* TASK ITEM: Could you copy every entry exactly, dropping the pictures?

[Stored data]
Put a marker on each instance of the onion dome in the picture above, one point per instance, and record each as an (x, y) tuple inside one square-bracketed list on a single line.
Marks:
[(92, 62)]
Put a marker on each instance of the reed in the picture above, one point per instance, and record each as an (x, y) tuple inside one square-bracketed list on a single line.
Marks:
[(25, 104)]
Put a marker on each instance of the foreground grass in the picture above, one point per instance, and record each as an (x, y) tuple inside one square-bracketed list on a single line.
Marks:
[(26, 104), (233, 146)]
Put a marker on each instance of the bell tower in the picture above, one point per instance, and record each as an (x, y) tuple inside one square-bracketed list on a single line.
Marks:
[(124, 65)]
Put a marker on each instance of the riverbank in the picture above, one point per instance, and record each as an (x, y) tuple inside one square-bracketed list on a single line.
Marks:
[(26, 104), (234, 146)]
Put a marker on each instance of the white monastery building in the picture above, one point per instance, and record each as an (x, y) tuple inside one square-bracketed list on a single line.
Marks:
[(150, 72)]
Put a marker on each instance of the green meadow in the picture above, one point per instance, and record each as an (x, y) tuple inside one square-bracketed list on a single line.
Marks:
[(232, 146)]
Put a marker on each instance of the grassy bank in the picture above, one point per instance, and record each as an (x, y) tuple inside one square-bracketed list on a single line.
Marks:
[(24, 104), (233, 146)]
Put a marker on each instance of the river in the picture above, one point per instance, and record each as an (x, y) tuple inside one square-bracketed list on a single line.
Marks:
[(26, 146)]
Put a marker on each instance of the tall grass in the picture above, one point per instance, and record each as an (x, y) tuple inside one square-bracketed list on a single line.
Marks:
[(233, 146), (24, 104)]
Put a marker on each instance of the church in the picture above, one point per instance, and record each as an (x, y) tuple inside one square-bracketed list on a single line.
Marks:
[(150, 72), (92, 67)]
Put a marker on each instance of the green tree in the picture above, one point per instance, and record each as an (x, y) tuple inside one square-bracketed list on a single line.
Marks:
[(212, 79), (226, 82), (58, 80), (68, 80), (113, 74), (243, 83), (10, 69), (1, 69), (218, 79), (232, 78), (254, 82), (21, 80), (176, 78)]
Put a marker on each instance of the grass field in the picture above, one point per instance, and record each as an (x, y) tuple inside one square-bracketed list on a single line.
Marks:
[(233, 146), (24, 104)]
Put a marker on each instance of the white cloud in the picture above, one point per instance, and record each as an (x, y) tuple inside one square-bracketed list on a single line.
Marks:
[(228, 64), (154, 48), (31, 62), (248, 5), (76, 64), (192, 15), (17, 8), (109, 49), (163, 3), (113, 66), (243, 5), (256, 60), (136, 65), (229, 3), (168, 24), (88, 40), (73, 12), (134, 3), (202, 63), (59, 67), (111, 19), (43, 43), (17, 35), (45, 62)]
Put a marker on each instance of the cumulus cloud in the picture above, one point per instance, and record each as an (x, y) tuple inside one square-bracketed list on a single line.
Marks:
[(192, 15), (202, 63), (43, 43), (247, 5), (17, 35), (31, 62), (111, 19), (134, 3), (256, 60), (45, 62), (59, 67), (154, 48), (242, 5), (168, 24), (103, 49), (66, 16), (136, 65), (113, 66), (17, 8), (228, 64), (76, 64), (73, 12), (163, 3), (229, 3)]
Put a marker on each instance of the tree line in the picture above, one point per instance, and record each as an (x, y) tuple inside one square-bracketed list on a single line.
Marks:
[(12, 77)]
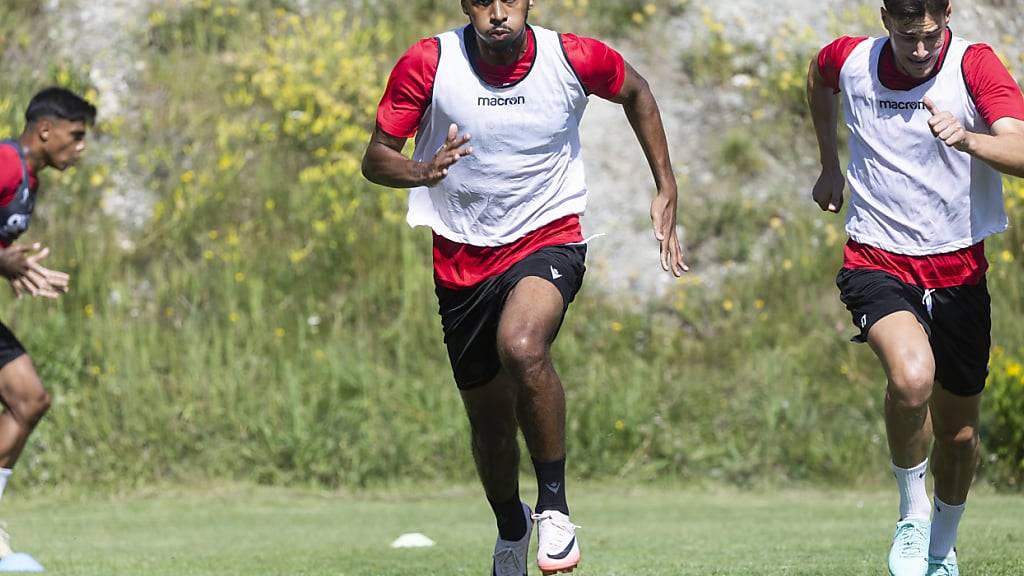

* RESULT FOR THIS EXERCISE:
Put a marker on each instance of the onion dome in the picture above, one point per instance, and record each as an (x, y) tuple inside one square-bracketed list on a single line.
Marks:
[(92, 62)]
Put a marker on each instance of the reed in the picture above, one point per instance, and record each as an (x, y) tuple inside one square-bracketed list on a single line.
Marks:
[(25, 104)]
Put a marker on each instance of the foreground grass in the picture above, one point per instance, and record each as an (x, y) tuple inside one square-bracketed list on a single line.
Marks:
[(26, 104), (233, 146)]
Put a marker on each instance of the bell tower in the picture above, one point per instance, and record each as an (x, y) tuple inside one square-bracketed list on a single line.
Marks:
[(124, 65)]
Put a marker on each instance of the riverbank in the picture above, one point per instance, and record each as an (x, y) tuple inside one square-bracketed list on a single line.
Marks:
[(26, 104), (234, 146)]
Put a marker on each instance of the white monastery building in the picture above, one point per instance, and record each as an (x, y) tuple inside one square-bracketed list on a single line.
Marks:
[(150, 72)]
Put a marker on each instance of the green meadow in the picture above, one point per instance, and record each as an (x, y) tuple inside one square-bracketed list on a single line.
Marks:
[(232, 146)]
Put a marker on each instance of the grassy bank in the picture above, one point per instance, and record each as an (x, y) tuple inside one square-bracketed list on a single line.
Marks:
[(24, 104), (233, 146)]
Put a marker on each instance of the river in the picture above, one point per instance, and record each as an (x, y) tuple inside one square-bracketed list on a single line.
Marks:
[(26, 146)]
Put a marker on each instance of the tall grass in the picture above, one point per instance, and record each as an (x, y) tuple inside one square-bracketed list on a single line.
Marks:
[(233, 146), (24, 104)]
Put a marker on each instance of the church in the picture above, one point per instance, and record each as an (x, y) tuple inside one square-bracketed list on a single line.
Marks:
[(150, 72), (92, 67)]
Put a marker on each instance of the green tree in the picture above, one point per instance, and record each as an (x, y) tuple inside one square-bracketed list on a single line.
Marks:
[(212, 79), (226, 82), (58, 80), (68, 80), (113, 74), (243, 83), (10, 69), (1, 69), (218, 79), (232, 78), (254, 82), (21, 80), (176, 78)]
Put a marker on each instance of the grass field in the picture above, one point per instance, and record each as an (x, y) tuple inside one square-bracketed list on a single line.
Marks:
[(233, 146), (24, 104)]
Put a marker on each instance of the white cloud in the picture above, one point per instance, and record each as an (x, y) tuple inside one square-bracketed list on a single line.
Marks:
[(228, 64), (154, 48), (31, 62), (248, 5), (76, 64), (192, 15), (17, 8), (109, 49), (163, 3), (113, 66), (243, 5), (256, 60), (136, 65), (229, 3), (168, 24), (88, 40), (73, 12), (134, 3), (202, 63), (59, 67), (111, 19), (43, 43), (17, 35), (45, 62)]
Put a marker on each instance of the cumulus cloud in the picture above, one point per instance, and record each as an (x, y) tuple inside one square-bracketed list on a single line.
Marks:
[(192, 15), (202, 63), (43, 43), (247, 5), (17, 35), (31, 62), (111, 19), (134, 3), (256, 60), (45, 62), (59, 67), (154, 48), (242, 5), (168, 24), (103, 49), (66, 16), (136, 65), (113, 66), (17, 8), (228, 64), (76, 64), (73, 12), (163, 3), (229, 3)]
Put a marker on each instance of the tree line in the picture above, one point per instance, and record each as an (x, y) tuple inside one square-bracketed list on a single line.
Marks:
[(12, 77)]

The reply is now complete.